#### Written task
Can you reproduce, word for word and in full, the passage below about the Swedish radio channel P1?

#### Text section
- - -

P1 is a national radio channel produced by the Swedish public broadcaster Sveriges Radio (SR). It was launched in 1925 as the first national radio station in Sweden, and adopted its current format in 1966.

History
Until 12 January 2015, SR P1 closed down between 2.30 am and 5.30 am every day, with the "Vågskvalpet" (sv) looping tune and an encrypted talking newspaper broadcast for the vision impaired filling the off-air hours. SR P1 began 24-hour transmission on 13 January 2015.

Programming
P1, which subtitles itself "The spoken channel" (Den talade kanalen), is the principal radio channel in Sweden for news, community programmes, culture, radio drama, debate, science, philosophy, the expression of opinion and international issues. Many of the programmes on P1 are repeated at least once – at a different time of day – during each broadcast week: this is a typical feature of spoken-word channels of this type (compare BBC Radio 4 in the United Kingdom, Radio National in Australia, NHK Radio 1 in Japan, CBC Radio One in Canada).

- - -

#### Material provided
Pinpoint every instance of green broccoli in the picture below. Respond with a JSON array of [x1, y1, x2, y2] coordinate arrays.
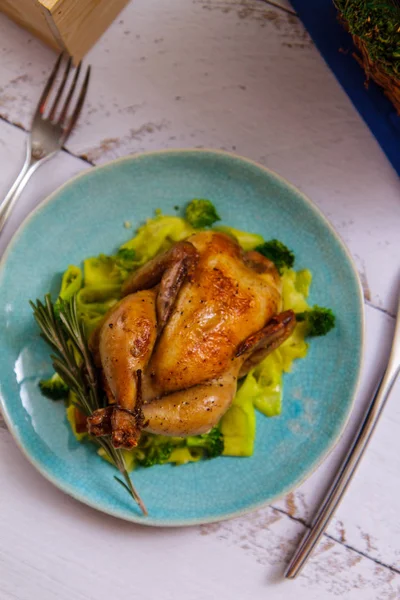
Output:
[[186, 427, 224, 458], [135, 442, 173, 467], [255, 240, 294, 273], [296, 305, 336, 337], [39, 373, 69, 400], [112, 248, 136, 271], [185, 199, 221, 229]]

- - -

#### Solved exercise
P1 is a national radio channel produced by the Swedish public broadcaster Sveriges Radio (SR). It was launched in 1925 as the first national radio station in Sweden, and adopted its current format in 1966.

History
Until 12 January 2015, SR P1 closed down between 2.30 am and 5.30 am every day, with the "Vågskvalpet" (sv) looping tune and an encrypted talking newspaper broadcast for the vision impaired filling the off-air hours. SR P1 began 24-hour transmission on 13 January 2015.

Programming
P1, which subtitles itself "The spoken channel" (Den talade kanalen), is the principal radio channel in Sweden for news, community programmes, culture, radio drama, debate, science, philosophy, the expression of opinion and international issues. Many of the programmes on P1 are repeated at least once – at a different time of day – during each broadcast week: this is a typical feature of spoken-word channels of this type (compare BBC Radio 4 in the United Kingdom, Radio National in Australia, NHK Radio 1 in Japan, CBC Radio One in Canada).